TEXTE PROPOSÉ ::

Port-au-prince le 21 juin 2003

S.E.M Jean Bertrand Aristide
Président de la République d’Haïti en ses bureaux

Excellence,

Pour des raisons dont des convenances seront libellées ci-dessous, je vous présente aujourd’hui ma démission en tant que Directeur Général a,i de la police nationale (PNH).

Monsieur le Président, le vendredi 06 juin 2003, en compagnie du secrétaire d’Etat à la sécurité publique S.E.M Jean Gérard Dubreuil, de l’ex Directeur Général M. Jean Claude Jean Baptiste, vous m’avez rencontré dans votre bureau au palais national pour me donner des directives concernant ma nouvelle fonction de Directeur Général a,i au sein de la PNH.

J’ai été pris au dépourvu quand vous m’aviez commencé à parler de votre autorité sur la gestion de la police nationale. Vous aviez commencé par dire que tout ce que je dois faire, c’est en consultation avec Jean Gérard Dubreuil et Jean Claude Jean Baptiste si je ne veux pas finir comme Nesly Lucien. La nomination et le transfert des directeurs départementaux dépendent de vous et de vous seulement. Les affections de la zone métropolitaine dépendaient de vous aussi. Je devais me souvenir de ce qui était arrivé à l’ex Directeur central de la police judiciaire(DCPJ) Jeannot François quand un grade lui avait été attribué sans votre consentement. Il avait été tout simplement dégradé.

Dès lors, j’ai su que j’étais en de très mauvaises postures. Je ne m’illusionnais pas sur mon sort en cette conjoncture mais je ne pensais pas que les pressions allaient commencer avant même mon installation. Et, après, ce fut l’installation dans une pièce trop petite de la direction générale sur ordre du secrétaire d’Etat à la sécurité publique (SEJ). Avant cette période, le jour même, (vendredi 6 juin 2003), Monsieur Jean Baptiste s’afférait à signer des tas de lettres de promotion et de transferts. Et, ce n’est qu’après son départ que Mario Siclair est venu me montrer des correspondances à « corriger » car il y a eu erreur. Je devais les faire sortir à nouveau avec mon nom pour signature après correction.

CONTENU DES DONNÉES ::
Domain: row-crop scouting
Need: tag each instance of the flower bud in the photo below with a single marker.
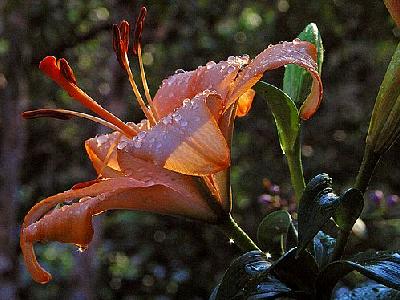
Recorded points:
(384, 127)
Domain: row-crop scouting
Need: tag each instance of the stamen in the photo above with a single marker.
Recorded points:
(61, 73)
(66, 71)
(139, 29)
(120, 46)
(137, 50)
(139, 98)
(63, 114)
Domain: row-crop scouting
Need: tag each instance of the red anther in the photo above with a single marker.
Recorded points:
(117, 43)
(116, 39)
(66, 71)
(124, 34)
(139, 29)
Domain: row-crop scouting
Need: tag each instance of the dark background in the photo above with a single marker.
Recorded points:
(145, 256)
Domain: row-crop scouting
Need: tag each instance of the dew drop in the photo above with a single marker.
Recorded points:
(179, 71)
(167, 120)
(141, 135)
(177, 117)
(121, 145)
(82, 248)
(210, 64)
(231, 59)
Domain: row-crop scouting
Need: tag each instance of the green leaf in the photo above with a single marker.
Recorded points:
(371, 291)
(273, 232)
(383, 267)
(285, 114)
(297, 81)
(317, 206)
(323, 246)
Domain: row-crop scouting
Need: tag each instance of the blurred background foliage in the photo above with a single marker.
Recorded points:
(140, 255)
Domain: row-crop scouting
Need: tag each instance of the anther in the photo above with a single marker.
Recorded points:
(139, 29)
(124, 29)
(117, 45)
(66, 71)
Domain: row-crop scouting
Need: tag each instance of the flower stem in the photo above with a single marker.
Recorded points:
(239, 237)
(296, 170)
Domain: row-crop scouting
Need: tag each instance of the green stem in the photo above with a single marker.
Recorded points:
(296, 170)
(234, 232)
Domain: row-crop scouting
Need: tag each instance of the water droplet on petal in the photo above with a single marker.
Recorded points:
(210, 64)
(179, 71)
(231, 59)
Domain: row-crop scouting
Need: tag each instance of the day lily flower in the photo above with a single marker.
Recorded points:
(174, 162)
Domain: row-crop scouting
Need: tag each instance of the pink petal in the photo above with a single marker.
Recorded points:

TRAVAIL DEMANDÉ ::
Poursuivez la lettre de démission adressée au président Aristide en reprenant après sa dernière phrase.

CORRIGÉ ::
Grande, a été ma stupéfaction, quand j’ai pu constater que M. Jean Baptiste a nommé un agent II (Germain St Fleur d’identité policière # 95-06-04-02437) commissaire divisionnaire pour qu’il soit affecté à la Croix des Bouquets en tant que responsable. Bien entendu, le Directeur du personnel n’a pas osé citer l’article 60 de la loi dans l’exécution de cet ordre illégal. En effet, que dit cet article tant cité et violé par les deux directeurs généraux qui m’ont précédé : « La carrière des différents fonctionnaires de la police Nationale comprend des grades hiérarchisés de façon ascendante sans discontinuité à l’intérieur de trois niveaux. A l’intérieur de chaque niveau, la promotion se fera sur la base d’ancienneté et de compétence. Le candidat à un niveau supérieur de la police devra subir des concours internes dont les épreuves et les conditions d’accès sont déterminées par les règlements intérieurs. Ces grades sont présentésÂ… » (Loi du 28 décembre 1994 portant création de la PNH paru dans le Moniteur # 103 de cette même année)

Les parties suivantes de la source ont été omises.